Copy out, from the data, each line containing the string "face".

----- Source data

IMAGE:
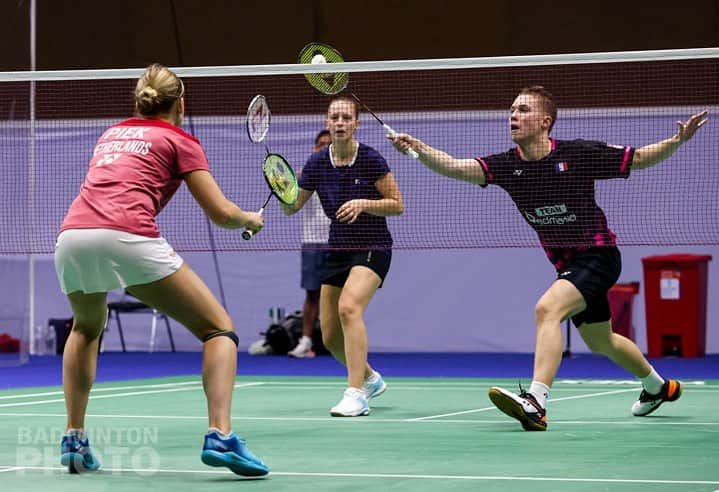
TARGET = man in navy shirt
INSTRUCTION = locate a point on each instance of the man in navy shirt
(552, 184)
(357, 191)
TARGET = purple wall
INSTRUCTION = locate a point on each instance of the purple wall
(434, 300)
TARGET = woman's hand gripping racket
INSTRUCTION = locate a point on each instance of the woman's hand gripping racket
(277, 172)
(335, 82)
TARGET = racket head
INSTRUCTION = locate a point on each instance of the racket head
(281, 178)
(326, 83)
(258, 119)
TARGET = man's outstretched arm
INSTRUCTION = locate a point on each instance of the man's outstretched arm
(655, 153)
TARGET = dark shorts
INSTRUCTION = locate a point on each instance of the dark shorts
(313, 266)
(339, 264)
(593, 272)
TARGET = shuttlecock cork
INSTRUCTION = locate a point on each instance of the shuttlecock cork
(319, 58)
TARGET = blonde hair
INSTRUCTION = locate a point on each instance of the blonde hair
(157, 90)
(546, 99)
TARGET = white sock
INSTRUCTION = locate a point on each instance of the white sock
(540, 392)
(219, 432)
(373, 378)
(79, 433)
(653, 382)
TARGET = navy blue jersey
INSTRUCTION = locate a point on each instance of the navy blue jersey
(555, 194)
(337, 185)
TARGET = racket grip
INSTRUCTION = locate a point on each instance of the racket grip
(247, 234)
(410, 152)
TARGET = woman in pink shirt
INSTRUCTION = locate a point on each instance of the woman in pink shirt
(110, 240)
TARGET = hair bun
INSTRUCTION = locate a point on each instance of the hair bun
(148, 92)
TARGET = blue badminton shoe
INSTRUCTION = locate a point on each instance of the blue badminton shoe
(233, 453)
(76, 454)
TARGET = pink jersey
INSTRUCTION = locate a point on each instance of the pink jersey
(136, 167)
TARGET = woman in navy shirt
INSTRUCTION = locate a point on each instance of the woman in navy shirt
(357, 191)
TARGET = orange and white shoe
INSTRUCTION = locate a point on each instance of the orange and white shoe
(523, 407)
(647, 403)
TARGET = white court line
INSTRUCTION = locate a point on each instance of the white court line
(367, 421)
(115, 395)
(484, 409)
(94, 390)
(403, 476)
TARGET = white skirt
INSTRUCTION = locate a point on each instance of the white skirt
(101, 260)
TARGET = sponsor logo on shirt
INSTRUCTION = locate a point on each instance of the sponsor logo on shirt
(550, 215)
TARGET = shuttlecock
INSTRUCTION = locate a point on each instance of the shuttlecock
(319, 58)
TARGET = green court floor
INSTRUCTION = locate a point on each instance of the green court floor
(423, 434)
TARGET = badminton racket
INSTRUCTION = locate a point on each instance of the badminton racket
(278, 174)
(335, 82)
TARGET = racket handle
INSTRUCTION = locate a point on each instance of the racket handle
(247, 234)
(410, 152)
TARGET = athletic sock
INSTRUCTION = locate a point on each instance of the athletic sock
(652, 383)
(78, 433)
(219, 432)
(540, 392)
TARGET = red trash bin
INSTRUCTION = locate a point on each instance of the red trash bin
(621, 302)
(675, 294)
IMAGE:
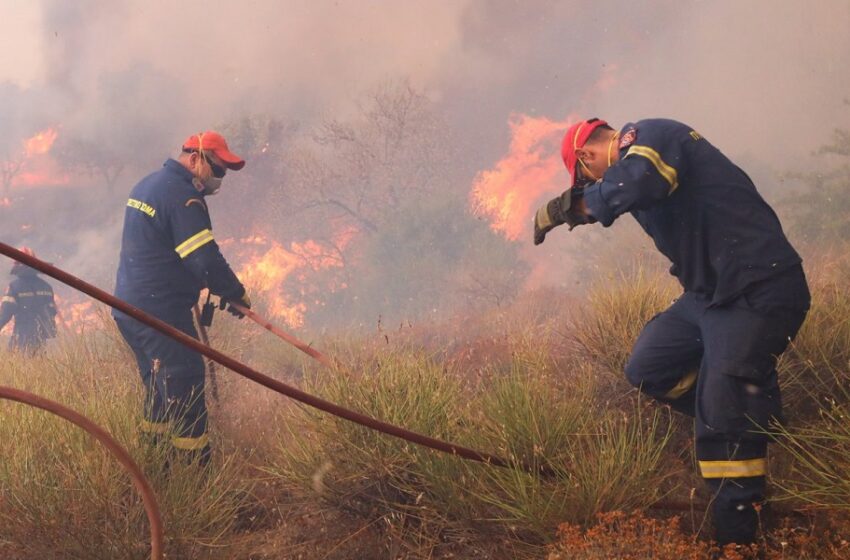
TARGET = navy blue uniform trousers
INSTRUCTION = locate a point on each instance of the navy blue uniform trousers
(717, 363)
(173, 377)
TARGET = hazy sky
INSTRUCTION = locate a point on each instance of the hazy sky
(763, 76)
(764, 80)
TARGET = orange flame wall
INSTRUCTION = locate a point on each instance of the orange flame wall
(509, 193)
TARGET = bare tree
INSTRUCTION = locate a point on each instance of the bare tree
(360, 171)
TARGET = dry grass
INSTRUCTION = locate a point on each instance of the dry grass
(543, 390)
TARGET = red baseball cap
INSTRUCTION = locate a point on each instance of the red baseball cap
(211, 141)
(574, 139)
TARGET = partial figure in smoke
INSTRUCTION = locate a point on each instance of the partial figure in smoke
(29, 300)
(168, 255)
(712, 354)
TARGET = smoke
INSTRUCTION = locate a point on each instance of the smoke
(765, 81)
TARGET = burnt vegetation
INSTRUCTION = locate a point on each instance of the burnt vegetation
(452, 347)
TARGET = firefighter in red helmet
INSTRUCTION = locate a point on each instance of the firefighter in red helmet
(712, 354)
(168, 255)
(30, 302)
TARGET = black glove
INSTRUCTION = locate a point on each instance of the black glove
(559, 211)
(244, 301)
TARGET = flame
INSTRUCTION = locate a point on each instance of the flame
(281, 275)
(33, 165)
(40, 143)
(77, 316)
(508, 193)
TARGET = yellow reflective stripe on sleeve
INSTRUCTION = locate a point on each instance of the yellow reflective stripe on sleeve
(682, 386)
(191, 444)
(198, 240)
(733, 469)
(154, 427)
(669, 173)
(143, 207)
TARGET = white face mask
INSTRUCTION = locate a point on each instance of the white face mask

----------

◆ **Result of this exercise**:
TARGET = white face mask
INSTRUCTION = locate a point on each instance of the white face mask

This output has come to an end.